Reading passage

※

DuMux sounds like a very good choice for the types of problems you are trying to solve. Note that you need some C++ knowledge to use DuMux effectively.


My starting problem will be a classical rectangular domain with water injection from the left and (possibly) extraction on the right or no extraction rate at all. I need to consider homogeneous media at first with capillarity effects included and with capillarity and relative permeability laws interpolated from provided experimental data, so I need slightly modify the classic formulas.
You can have a look at the injection test case for the 2p model (two fluid phases, immiscible, with capillarity) which you can find here (https://git.iws.uni-stuttgart.de/dumux-repositories/dumux/tree/master/test/porousmediumflow/2p/implicit/incompressible). If your components should dissolve in each other consider the miscible 2p2c model (two fluid phases, miscible, with capillarity).

A good introduction to DuMux that will also include two-phase flow problems is the dumux-course (https://git.iws.uni-stuttgart.de/dumux-repositories/dumux-course), checkout the "dumux-course-2018" tag for the compatible DuMux version in the DuMux git repository (https://git.iws.uni-stuttgart.de/dumux-repositories/dumux/tags/dumux-course-2018).

※

Recorded data
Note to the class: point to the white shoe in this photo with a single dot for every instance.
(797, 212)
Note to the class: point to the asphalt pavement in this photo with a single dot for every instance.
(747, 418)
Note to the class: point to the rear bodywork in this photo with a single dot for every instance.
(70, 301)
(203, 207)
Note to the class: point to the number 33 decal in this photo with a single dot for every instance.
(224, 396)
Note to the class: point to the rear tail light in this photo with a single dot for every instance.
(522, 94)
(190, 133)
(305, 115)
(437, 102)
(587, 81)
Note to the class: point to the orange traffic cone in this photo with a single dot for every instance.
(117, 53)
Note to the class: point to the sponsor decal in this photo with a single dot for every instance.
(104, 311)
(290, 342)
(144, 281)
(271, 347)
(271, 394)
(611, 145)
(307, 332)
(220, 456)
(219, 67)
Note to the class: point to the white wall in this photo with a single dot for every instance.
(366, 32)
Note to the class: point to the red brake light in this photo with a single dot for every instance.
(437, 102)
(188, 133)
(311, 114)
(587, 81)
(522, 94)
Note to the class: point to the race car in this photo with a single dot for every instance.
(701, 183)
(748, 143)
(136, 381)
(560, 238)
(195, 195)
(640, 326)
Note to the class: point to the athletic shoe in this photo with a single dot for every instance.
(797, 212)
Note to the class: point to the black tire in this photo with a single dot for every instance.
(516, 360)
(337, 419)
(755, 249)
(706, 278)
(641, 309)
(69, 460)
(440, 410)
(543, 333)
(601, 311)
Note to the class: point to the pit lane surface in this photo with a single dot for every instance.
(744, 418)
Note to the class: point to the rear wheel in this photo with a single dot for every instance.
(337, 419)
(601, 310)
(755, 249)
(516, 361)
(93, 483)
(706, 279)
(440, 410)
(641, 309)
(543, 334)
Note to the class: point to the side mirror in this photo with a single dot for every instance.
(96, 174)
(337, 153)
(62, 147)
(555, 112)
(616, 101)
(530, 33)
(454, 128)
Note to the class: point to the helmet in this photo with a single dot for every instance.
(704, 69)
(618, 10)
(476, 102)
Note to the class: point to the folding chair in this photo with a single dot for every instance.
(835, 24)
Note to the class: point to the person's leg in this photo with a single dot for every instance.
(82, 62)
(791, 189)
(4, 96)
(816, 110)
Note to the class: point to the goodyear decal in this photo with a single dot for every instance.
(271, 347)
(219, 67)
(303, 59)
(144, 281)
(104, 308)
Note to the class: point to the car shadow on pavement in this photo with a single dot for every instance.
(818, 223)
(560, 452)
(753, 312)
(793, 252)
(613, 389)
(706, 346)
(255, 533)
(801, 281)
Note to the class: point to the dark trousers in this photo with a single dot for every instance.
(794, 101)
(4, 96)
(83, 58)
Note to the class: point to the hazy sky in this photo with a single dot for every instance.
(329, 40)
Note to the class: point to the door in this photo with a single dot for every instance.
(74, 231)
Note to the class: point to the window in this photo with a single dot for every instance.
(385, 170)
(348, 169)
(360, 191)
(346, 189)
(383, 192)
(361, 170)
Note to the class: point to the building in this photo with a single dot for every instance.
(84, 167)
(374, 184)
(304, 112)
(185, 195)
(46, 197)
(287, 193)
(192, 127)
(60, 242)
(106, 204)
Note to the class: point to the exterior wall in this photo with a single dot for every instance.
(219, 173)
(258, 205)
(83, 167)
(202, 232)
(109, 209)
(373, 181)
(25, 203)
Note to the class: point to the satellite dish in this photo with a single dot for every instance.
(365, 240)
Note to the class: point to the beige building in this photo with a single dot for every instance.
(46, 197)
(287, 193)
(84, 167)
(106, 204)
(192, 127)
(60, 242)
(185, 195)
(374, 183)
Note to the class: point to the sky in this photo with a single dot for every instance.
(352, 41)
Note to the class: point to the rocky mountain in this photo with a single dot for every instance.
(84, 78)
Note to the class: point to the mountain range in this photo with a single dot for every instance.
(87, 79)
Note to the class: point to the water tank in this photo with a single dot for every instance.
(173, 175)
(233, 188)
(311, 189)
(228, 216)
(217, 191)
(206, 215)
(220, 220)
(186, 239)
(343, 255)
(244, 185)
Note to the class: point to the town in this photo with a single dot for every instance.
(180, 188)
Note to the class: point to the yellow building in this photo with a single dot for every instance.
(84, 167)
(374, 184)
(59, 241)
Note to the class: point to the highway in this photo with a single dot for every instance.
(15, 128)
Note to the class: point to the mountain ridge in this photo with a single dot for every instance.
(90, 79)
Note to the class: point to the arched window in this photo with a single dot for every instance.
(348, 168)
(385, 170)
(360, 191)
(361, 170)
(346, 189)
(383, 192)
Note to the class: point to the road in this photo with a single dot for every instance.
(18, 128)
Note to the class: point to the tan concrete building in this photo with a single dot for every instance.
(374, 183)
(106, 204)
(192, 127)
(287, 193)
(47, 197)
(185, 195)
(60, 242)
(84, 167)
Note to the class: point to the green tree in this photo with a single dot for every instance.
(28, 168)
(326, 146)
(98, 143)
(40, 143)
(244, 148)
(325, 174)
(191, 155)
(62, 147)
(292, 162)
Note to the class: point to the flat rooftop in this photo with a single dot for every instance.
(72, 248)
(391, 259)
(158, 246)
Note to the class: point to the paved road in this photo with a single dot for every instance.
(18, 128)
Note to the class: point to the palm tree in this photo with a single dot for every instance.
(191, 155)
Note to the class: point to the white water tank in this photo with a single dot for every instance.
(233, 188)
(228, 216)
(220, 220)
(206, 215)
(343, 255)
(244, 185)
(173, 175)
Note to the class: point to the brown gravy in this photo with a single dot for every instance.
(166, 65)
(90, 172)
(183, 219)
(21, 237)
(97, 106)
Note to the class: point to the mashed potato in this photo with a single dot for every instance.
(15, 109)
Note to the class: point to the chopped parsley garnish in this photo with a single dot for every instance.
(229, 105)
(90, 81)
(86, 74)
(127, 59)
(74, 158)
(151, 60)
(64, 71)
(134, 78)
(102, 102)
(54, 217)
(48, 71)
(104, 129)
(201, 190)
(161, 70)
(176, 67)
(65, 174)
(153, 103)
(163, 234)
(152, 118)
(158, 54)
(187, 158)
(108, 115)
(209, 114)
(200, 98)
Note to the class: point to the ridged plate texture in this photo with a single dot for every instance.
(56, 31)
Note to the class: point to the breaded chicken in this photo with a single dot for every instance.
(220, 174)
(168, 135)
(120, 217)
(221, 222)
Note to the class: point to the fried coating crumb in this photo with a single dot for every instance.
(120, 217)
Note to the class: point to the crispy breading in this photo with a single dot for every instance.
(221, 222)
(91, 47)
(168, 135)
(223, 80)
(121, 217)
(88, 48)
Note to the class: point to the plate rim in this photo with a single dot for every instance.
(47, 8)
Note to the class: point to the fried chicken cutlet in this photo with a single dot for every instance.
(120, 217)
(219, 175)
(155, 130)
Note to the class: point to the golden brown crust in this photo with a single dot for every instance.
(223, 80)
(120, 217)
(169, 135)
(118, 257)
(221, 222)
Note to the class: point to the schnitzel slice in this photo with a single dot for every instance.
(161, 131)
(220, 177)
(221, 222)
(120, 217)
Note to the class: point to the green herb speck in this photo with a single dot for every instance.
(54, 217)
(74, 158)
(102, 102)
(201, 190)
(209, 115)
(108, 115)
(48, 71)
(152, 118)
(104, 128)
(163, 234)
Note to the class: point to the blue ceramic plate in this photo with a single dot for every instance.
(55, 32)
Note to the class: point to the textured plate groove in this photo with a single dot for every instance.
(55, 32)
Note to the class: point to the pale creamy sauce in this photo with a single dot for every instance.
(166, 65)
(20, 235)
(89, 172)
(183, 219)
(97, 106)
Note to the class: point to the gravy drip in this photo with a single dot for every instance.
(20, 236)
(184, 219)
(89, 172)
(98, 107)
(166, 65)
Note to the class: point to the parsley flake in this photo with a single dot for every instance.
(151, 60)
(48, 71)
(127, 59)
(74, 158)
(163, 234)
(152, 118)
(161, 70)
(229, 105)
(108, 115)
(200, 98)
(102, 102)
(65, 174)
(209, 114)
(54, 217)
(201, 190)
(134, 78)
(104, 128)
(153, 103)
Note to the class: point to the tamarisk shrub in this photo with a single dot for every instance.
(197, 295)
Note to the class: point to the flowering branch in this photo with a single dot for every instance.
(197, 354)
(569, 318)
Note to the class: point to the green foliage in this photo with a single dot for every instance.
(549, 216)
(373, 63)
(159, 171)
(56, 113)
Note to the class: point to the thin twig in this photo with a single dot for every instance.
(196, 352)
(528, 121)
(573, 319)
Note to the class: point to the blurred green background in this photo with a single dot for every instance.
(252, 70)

※

Exercise set
1. List every web address that appears in the DuMux advice.
2. According to the DuMux advice, what do you need in order to use DuMux effectively?
The lines have no connection to the DuMux advice.

Solved problems
1.
https://git.iws.uni-stuttgart.de/dumux-repositories/dumux/tree/master/test/porousmediumflow/2p/implicit/incompressible
https://git.iws.uni-stuttgart.de/dumux-repositories/dumux-course
https://git.iws.uni-stuttgart.de/dumux-repositories/dumux/tags/dumux-course-2018

2. Some C++ knowledge.